**WRITTEN REQUEST A:** List every package name ending in ".jl" that the TypedTables.jl overview mentions.
**WRITTEN REQUEST B:** Retype the part of the TypedTables.jl overview that starts at the words "Data manipulation is" and ends after the words "create a table!".

[Begin SELECTED EXCERPT]

Simple, fast, column-based storage for data analysis in Julia
TypedTables.jl provides two column-based storage containers: Table
and FlexTable
, both of which
represent an array of NamedTuple
s. This package is designed to be lightweight,
easy-to-use and fast, and presents a very minimal new interface to learn.
Data manipulation is possible through the tools built into Julia (such as map
, filter
,
and reduce
) and those provide by SplitApplyCombine.jl
(like group
and innerjoin
). You can speed up data analysis tasks with acceleration indices, by using the AcceleratedArrays.jl package. This package is integrated the Tables.jl interface, and therefore the rest of
the data ecosystem such as Query.jl.
It's simple to get started and create a table!
julia> using TypedTables
julia> t = Table(a = [1, 2, 3], b = [2.0, 4.0, 6.0])
Table with 2 columns and 3 rows:
a b
┌───────
1 │ 1 2.0
2 │ 2 4.0
3 │ 3 6.0
julia> t[1] # Get first row
(a = 1, b = 2.0)
julia> t.a # Get column `a`
3-element Array{Int64,1}:
1
2
3
The Table
type is a simple AbstractArray
where each element ("row") is a NamedTuple
.
Upon construction, it retains references to it's columns rather than creating copies.
Strong typing means that you can iterate through the rows of the Table
at blazing speed,
allowing you to write your own algorithms in native Julia. To achieve this, the outermost
Table
structure is immutable and the names and types of the columns are fixed (while the
data itself can be mutated).

[End SELECTED EXCERPT]
[Begin MATERIAL PROVIDED]

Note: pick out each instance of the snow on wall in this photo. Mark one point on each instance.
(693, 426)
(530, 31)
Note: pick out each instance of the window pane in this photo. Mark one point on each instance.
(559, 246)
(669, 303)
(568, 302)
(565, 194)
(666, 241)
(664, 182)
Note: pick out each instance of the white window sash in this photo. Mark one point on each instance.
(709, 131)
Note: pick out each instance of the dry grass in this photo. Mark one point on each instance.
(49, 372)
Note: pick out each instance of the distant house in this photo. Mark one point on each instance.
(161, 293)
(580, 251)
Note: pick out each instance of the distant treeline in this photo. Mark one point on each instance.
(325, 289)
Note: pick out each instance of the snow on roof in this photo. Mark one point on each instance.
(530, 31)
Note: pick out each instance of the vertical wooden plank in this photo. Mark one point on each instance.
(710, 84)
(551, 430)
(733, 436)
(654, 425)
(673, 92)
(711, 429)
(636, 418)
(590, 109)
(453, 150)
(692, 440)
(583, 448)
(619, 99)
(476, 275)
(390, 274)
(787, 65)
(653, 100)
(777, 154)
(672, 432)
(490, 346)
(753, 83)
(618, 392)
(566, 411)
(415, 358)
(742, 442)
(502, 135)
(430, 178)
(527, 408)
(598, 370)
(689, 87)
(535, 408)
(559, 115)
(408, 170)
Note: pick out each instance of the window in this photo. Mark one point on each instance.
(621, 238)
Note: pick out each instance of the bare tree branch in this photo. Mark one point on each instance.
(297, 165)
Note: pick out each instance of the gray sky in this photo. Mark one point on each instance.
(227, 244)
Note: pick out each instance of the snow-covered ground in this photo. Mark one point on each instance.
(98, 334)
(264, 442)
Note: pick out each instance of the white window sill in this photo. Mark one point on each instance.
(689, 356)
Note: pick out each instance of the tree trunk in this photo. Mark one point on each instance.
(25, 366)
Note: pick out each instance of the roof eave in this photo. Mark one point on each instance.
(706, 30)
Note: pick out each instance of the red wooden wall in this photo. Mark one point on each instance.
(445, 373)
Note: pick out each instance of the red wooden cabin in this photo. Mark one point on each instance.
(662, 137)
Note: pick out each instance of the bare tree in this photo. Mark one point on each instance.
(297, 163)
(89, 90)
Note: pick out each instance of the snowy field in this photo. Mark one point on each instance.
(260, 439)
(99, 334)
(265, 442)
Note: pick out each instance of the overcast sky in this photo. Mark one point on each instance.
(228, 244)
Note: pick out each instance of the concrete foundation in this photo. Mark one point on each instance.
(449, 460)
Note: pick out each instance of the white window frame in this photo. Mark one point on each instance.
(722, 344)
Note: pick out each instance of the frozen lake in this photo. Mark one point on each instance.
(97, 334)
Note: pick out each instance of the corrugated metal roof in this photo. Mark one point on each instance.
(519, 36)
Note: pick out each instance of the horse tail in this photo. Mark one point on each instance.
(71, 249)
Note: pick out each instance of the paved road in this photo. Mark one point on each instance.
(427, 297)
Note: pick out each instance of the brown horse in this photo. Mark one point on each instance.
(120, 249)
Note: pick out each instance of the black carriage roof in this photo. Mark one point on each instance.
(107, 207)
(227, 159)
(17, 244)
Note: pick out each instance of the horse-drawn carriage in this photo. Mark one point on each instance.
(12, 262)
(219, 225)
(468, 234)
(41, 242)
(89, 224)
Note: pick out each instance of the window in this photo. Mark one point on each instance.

[End MATERIAL PROVIDED]

**TASK RESPONSE A:**
TypedTables.jl
SplitApplyCombine.jl
AcceleratedArrays.jl
Tables.jl
Query.jl

**TASK RESPONSE B:**
Data manipulation is possible through the tools built into Julia (such as map
, filter
,
and reduce
) and those provide by SplitApplyCombine.jl
(like group
and innerjoin
). You can speed up data analysis tasks with acceleration indices, by using the AcceleratedArrays.jl package. This package is integrated the Tables.jl interface, and therefore the rest of
the data ecosystem such as Query.jl.
It's simple to get started and create a table!